Directions for this task: What is the number of lines in the entries that contain the word "pickup"? Answer with that figure alone.

The input:
*** Block opens ***
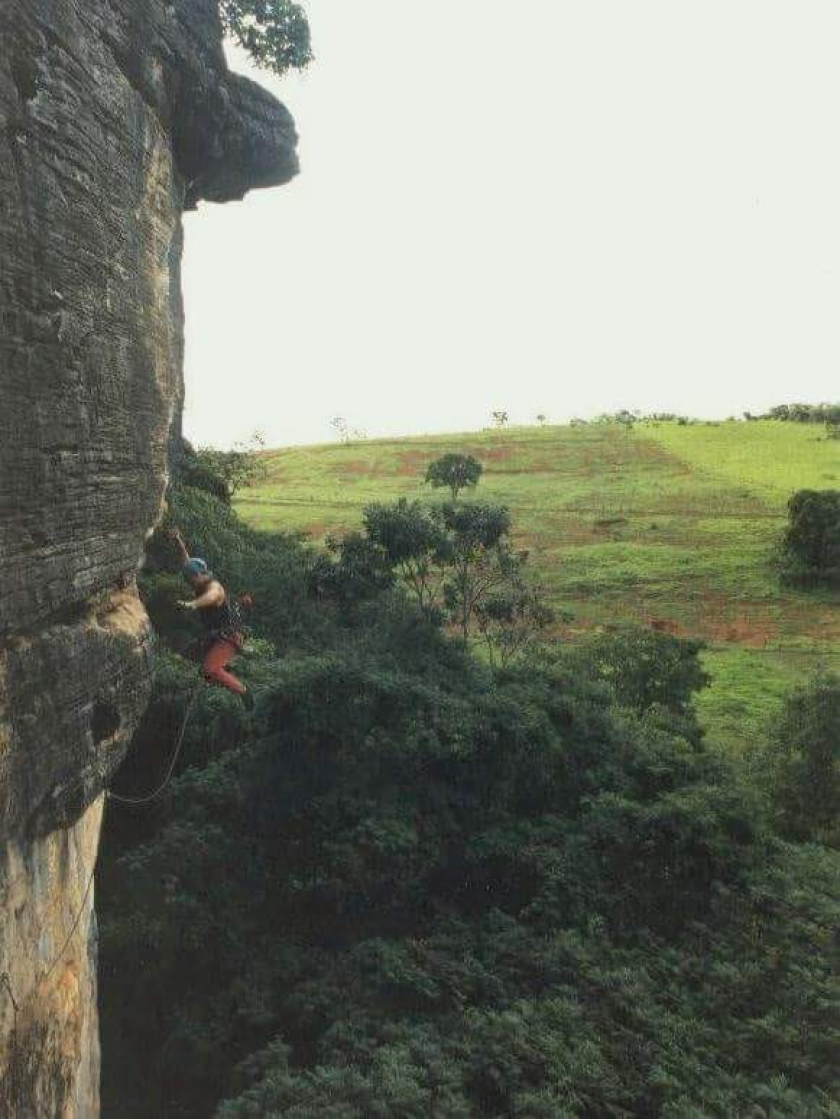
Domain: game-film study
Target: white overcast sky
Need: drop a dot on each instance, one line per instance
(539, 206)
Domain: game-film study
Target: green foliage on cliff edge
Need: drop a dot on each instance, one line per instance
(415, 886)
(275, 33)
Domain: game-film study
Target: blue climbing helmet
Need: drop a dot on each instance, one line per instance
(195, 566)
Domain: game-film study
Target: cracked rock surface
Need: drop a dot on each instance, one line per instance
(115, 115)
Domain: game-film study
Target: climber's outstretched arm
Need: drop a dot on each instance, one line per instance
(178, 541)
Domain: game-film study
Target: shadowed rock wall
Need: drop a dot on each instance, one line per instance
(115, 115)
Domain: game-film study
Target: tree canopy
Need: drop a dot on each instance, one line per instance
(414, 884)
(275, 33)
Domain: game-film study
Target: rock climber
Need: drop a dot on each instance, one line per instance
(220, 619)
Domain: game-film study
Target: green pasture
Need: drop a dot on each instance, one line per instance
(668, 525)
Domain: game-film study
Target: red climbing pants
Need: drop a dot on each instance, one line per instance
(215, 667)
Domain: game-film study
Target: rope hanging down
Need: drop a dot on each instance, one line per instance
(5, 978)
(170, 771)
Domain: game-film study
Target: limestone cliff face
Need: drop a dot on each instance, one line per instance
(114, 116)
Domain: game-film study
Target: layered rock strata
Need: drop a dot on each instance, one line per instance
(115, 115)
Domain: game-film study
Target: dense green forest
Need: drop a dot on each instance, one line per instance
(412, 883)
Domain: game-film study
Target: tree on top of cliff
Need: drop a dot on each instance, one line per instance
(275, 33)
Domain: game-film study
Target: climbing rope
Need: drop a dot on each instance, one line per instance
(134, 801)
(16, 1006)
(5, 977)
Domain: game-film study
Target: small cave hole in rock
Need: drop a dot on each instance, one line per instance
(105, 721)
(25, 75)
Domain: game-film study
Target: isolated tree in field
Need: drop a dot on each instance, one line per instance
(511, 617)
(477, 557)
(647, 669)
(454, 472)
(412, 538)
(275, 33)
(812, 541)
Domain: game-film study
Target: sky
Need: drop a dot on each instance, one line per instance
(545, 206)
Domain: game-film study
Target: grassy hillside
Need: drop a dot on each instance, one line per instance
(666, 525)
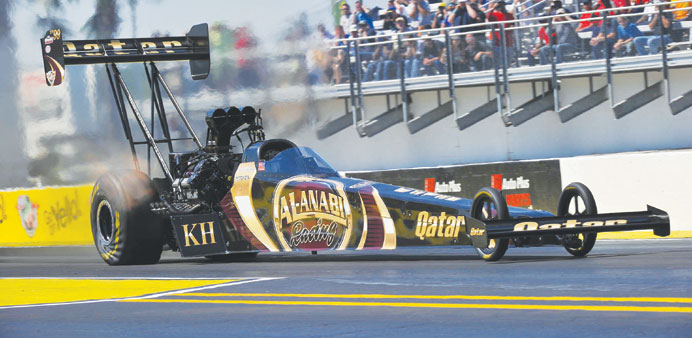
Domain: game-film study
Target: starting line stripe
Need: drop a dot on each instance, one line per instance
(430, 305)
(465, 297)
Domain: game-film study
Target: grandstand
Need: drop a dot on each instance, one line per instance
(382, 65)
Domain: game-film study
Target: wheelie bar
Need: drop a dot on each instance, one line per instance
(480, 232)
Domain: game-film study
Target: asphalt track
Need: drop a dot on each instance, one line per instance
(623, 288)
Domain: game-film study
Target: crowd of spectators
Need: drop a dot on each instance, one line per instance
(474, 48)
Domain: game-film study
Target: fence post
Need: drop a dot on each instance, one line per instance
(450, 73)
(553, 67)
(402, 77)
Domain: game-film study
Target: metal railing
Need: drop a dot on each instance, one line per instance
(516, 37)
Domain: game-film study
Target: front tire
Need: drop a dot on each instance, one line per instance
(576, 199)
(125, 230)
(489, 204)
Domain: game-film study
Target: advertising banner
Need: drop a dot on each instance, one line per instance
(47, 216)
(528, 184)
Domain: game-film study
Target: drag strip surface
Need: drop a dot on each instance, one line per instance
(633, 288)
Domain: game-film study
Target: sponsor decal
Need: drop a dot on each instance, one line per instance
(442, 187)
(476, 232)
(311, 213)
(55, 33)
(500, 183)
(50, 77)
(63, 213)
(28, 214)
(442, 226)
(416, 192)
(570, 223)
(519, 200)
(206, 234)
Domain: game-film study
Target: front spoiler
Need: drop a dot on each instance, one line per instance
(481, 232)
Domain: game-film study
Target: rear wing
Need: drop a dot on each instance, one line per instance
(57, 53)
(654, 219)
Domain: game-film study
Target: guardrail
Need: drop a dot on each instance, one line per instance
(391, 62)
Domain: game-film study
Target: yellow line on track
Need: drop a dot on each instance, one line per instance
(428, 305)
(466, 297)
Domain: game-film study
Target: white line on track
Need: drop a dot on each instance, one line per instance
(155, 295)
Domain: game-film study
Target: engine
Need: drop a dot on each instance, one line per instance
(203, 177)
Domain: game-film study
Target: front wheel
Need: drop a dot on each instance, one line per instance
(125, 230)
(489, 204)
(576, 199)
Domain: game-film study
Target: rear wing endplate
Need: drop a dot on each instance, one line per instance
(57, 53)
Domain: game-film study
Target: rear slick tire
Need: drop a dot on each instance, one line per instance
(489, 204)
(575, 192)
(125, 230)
*** Block closes ***
*** Block opens ***
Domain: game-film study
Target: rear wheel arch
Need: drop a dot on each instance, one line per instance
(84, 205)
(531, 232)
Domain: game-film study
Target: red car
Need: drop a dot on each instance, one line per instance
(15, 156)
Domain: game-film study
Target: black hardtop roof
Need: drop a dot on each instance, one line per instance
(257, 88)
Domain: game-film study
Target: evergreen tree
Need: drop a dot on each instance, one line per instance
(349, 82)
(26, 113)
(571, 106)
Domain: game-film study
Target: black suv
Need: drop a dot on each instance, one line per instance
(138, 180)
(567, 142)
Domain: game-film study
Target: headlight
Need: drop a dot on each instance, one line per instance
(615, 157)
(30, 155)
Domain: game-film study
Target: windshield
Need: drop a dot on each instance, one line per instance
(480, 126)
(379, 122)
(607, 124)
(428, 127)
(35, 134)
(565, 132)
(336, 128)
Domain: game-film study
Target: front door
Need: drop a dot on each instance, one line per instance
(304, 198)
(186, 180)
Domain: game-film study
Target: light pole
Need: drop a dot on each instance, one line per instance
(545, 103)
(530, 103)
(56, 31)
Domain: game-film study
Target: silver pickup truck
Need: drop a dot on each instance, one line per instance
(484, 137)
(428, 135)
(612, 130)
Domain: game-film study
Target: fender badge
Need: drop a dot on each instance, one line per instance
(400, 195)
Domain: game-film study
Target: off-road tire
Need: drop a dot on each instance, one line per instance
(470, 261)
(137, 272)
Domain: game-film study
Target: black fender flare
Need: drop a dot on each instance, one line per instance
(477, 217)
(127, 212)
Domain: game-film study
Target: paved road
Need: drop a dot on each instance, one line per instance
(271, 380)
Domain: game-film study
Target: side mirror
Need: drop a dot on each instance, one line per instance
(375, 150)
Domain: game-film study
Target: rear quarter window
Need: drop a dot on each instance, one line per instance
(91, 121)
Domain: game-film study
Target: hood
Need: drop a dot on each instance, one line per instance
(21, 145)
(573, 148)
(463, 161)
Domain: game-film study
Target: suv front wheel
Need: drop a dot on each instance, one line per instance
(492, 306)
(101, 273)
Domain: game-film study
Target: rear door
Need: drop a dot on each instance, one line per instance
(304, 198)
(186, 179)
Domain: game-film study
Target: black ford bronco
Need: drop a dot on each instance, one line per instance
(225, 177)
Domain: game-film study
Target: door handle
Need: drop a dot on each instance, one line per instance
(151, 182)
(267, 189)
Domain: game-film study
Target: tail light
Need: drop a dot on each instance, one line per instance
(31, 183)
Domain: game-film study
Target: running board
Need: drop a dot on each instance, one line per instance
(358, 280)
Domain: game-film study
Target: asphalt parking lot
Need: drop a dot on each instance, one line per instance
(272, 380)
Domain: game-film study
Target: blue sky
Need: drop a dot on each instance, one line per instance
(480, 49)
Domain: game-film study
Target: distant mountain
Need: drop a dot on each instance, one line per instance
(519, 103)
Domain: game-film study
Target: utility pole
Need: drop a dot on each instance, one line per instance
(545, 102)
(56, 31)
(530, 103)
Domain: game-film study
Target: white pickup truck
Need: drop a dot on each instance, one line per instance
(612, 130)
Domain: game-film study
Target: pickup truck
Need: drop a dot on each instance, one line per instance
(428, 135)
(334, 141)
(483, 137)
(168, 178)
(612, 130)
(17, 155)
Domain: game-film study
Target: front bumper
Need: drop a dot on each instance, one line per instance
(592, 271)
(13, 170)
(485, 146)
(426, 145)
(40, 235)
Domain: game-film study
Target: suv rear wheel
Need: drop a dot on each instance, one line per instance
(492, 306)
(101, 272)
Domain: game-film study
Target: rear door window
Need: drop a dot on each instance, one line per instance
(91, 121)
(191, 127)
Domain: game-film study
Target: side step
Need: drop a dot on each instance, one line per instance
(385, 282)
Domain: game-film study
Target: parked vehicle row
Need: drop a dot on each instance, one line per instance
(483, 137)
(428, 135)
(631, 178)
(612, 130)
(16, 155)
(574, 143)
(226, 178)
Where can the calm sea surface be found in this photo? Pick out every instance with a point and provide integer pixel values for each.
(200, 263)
*** Block closes ***
*** Block opens ***
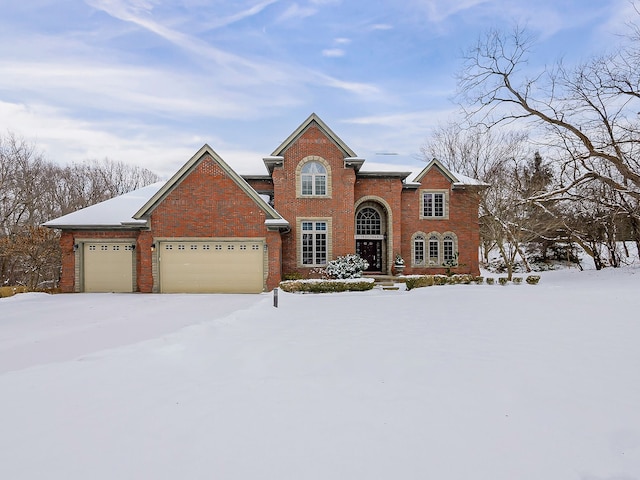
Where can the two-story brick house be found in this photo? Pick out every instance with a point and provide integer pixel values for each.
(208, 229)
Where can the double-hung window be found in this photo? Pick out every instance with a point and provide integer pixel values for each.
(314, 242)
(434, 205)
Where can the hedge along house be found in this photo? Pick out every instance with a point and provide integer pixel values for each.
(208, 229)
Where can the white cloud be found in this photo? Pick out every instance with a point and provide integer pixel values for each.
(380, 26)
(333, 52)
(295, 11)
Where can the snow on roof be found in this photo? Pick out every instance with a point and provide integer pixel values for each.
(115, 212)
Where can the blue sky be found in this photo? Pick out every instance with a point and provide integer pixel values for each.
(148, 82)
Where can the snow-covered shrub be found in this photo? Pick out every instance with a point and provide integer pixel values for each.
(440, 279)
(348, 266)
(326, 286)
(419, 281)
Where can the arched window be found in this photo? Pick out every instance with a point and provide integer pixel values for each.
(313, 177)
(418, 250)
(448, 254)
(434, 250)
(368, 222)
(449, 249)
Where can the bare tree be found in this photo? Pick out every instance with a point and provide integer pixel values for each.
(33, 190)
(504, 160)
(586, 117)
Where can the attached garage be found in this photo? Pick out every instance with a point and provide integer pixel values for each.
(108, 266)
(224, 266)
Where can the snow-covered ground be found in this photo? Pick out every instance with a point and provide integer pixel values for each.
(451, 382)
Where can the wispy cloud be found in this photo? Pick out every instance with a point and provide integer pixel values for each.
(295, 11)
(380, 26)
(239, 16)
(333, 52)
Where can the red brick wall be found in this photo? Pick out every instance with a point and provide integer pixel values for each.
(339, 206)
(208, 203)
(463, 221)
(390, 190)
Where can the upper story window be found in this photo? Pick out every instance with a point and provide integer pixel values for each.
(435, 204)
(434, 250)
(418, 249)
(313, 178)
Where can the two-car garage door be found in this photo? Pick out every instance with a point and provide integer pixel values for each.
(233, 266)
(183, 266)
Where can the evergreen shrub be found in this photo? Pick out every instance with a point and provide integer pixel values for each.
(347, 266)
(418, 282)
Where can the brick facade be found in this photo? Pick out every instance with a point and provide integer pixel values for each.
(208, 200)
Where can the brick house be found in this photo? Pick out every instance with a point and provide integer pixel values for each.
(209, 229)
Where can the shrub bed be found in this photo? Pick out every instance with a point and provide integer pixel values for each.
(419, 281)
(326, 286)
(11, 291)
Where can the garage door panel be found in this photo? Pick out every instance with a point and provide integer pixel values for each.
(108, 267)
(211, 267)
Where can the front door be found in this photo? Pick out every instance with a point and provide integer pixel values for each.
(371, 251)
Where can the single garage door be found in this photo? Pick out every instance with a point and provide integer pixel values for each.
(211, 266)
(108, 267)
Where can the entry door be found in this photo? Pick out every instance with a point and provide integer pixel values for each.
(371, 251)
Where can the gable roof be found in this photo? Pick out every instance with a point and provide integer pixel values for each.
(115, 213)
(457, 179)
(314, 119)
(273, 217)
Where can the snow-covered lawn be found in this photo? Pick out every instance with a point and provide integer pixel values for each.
*** Block closes ***
Response: 3